Source data
-- Opening Marker --

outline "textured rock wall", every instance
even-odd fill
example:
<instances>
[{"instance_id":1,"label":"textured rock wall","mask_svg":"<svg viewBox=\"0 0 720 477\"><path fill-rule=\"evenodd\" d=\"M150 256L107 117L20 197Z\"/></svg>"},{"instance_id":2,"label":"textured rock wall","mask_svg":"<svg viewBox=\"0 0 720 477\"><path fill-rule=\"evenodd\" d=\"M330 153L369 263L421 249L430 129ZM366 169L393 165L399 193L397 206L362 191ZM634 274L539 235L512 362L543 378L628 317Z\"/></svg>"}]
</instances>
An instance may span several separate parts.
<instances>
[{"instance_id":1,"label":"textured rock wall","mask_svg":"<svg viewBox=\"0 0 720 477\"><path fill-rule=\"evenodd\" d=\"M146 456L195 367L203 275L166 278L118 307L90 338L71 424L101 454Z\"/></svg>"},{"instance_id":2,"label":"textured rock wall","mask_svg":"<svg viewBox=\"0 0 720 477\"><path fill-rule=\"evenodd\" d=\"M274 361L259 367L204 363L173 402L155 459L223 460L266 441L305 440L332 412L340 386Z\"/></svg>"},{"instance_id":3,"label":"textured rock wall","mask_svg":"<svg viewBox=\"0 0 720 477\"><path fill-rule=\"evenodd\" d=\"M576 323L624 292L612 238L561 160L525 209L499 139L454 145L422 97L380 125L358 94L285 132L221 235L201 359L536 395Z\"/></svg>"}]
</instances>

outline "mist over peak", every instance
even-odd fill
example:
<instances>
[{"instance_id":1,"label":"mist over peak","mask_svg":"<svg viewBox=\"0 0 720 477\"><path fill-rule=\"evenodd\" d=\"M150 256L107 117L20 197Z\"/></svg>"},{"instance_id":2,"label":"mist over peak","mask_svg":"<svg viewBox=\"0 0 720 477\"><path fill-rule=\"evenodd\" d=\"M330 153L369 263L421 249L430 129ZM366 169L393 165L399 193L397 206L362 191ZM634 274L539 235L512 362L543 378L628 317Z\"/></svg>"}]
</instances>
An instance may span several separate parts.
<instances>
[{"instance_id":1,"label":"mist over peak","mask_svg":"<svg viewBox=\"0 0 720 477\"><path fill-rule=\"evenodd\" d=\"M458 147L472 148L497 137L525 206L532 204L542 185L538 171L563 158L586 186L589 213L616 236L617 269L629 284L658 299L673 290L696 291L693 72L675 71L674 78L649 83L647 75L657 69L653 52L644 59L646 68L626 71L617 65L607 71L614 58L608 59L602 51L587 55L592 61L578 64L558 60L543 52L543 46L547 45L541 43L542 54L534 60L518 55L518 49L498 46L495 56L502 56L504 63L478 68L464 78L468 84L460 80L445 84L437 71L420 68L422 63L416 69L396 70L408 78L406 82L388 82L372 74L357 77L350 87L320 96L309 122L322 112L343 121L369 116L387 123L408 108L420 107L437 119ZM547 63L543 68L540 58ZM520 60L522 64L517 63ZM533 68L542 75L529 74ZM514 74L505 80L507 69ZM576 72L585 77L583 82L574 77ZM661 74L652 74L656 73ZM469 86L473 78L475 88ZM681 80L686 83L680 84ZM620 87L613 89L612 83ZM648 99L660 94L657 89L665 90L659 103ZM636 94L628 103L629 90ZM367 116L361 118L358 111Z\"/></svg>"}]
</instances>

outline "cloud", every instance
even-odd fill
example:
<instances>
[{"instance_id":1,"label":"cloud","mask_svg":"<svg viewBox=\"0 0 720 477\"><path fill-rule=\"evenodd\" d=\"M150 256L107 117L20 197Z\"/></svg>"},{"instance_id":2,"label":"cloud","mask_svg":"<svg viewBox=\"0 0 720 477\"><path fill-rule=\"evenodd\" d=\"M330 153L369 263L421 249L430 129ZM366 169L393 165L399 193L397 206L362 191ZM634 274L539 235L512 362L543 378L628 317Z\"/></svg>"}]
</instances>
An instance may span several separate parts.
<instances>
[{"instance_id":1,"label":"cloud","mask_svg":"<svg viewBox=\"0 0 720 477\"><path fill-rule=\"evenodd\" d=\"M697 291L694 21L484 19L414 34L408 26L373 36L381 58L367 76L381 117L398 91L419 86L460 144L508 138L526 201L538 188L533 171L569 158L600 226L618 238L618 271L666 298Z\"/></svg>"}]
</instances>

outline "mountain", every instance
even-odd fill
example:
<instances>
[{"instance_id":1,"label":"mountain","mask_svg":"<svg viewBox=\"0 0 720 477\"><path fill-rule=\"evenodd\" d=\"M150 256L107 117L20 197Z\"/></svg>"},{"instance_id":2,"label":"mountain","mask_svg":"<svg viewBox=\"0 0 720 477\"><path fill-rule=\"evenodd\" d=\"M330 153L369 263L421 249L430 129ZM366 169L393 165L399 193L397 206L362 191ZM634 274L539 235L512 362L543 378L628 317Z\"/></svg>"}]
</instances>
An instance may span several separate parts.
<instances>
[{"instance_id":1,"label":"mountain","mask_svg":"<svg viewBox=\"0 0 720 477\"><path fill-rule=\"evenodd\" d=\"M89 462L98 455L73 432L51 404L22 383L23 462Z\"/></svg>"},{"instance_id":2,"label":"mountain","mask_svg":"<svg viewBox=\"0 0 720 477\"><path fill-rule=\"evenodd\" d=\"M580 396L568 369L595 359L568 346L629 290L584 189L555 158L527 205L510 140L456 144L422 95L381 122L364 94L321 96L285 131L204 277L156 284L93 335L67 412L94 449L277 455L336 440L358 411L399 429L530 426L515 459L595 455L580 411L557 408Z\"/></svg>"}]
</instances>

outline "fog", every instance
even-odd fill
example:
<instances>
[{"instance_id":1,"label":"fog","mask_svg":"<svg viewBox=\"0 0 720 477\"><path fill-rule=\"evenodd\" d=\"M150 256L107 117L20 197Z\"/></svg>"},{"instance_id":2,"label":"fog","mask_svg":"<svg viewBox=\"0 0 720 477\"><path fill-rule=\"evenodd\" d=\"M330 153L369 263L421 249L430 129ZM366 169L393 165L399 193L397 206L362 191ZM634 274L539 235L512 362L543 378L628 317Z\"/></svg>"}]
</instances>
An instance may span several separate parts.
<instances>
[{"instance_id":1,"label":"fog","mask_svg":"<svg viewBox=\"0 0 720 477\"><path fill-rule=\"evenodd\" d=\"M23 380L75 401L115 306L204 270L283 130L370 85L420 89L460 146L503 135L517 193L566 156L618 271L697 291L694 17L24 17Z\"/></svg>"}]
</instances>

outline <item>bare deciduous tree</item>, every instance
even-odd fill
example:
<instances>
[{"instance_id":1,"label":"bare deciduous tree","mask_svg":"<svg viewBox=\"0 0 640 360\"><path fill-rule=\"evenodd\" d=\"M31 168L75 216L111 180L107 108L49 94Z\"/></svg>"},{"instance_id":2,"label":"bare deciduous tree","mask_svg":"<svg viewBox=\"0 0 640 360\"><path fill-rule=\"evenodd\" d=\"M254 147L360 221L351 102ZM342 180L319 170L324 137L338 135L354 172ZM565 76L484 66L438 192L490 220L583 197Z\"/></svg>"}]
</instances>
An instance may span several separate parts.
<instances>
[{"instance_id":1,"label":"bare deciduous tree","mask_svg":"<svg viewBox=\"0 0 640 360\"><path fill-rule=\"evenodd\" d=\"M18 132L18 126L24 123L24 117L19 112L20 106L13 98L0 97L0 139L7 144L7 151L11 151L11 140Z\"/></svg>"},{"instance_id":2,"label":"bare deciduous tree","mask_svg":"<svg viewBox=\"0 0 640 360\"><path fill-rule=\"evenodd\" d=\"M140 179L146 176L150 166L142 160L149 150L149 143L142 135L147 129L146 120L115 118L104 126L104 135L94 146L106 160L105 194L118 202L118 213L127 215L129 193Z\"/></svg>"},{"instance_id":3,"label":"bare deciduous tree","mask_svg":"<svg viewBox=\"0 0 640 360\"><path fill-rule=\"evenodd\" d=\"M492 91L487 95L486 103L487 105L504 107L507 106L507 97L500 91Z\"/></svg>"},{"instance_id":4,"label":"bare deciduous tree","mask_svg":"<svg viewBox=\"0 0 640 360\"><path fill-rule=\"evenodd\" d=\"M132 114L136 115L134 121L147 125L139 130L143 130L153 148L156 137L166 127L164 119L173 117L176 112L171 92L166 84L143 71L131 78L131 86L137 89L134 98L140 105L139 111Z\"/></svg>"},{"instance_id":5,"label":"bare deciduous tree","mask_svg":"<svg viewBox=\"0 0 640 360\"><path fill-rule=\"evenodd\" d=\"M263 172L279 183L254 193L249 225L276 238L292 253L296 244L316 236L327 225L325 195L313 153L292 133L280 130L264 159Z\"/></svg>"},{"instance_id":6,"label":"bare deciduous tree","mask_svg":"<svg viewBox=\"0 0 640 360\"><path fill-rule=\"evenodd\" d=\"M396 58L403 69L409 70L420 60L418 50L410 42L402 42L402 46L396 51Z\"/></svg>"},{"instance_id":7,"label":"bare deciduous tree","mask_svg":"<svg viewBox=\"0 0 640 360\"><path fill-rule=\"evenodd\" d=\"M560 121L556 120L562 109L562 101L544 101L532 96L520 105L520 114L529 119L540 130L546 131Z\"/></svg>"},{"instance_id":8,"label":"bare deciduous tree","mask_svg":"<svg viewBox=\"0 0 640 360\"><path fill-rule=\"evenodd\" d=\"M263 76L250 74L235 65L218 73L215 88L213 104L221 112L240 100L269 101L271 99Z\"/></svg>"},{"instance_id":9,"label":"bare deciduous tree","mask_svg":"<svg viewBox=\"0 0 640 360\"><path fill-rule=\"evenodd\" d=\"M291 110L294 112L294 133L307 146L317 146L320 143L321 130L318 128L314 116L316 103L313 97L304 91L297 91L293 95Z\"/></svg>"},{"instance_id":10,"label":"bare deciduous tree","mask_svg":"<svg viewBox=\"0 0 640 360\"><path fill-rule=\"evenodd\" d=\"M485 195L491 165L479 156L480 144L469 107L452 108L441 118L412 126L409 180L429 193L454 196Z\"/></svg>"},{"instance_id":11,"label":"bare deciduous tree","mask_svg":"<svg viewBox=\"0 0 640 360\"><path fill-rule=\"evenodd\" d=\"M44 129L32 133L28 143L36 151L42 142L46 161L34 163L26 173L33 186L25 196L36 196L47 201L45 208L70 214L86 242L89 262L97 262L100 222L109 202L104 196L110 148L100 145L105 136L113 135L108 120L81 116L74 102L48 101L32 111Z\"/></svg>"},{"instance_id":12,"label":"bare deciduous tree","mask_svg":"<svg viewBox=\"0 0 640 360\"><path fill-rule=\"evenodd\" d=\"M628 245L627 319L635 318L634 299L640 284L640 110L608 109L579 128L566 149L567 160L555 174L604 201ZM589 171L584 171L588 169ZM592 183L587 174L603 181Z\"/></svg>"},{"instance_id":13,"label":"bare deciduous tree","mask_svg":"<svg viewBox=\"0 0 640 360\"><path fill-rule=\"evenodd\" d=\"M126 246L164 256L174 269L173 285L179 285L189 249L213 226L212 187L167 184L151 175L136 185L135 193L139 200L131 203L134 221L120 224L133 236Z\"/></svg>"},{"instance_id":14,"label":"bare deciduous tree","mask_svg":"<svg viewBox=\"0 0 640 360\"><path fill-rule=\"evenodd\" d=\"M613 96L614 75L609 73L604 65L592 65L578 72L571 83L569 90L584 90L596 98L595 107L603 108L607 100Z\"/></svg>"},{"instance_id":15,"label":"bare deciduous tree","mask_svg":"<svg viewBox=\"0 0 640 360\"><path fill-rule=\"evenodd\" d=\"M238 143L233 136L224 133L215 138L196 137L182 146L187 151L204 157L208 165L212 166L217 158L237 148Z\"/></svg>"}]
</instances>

-- Closing Marker --

▶ **EXERCISE**
Which of the lines in the data hold the string "outline"? Report each of them by copying it.

▶ **RESPONSE BOX**
outline "textured rock wall", every instance
outline "mist over peak", every instance
outline "cloud", every instance
outline "mountain", every instance
outline "fog", every instance
outline <item>bare deciduous tree</item>, every instance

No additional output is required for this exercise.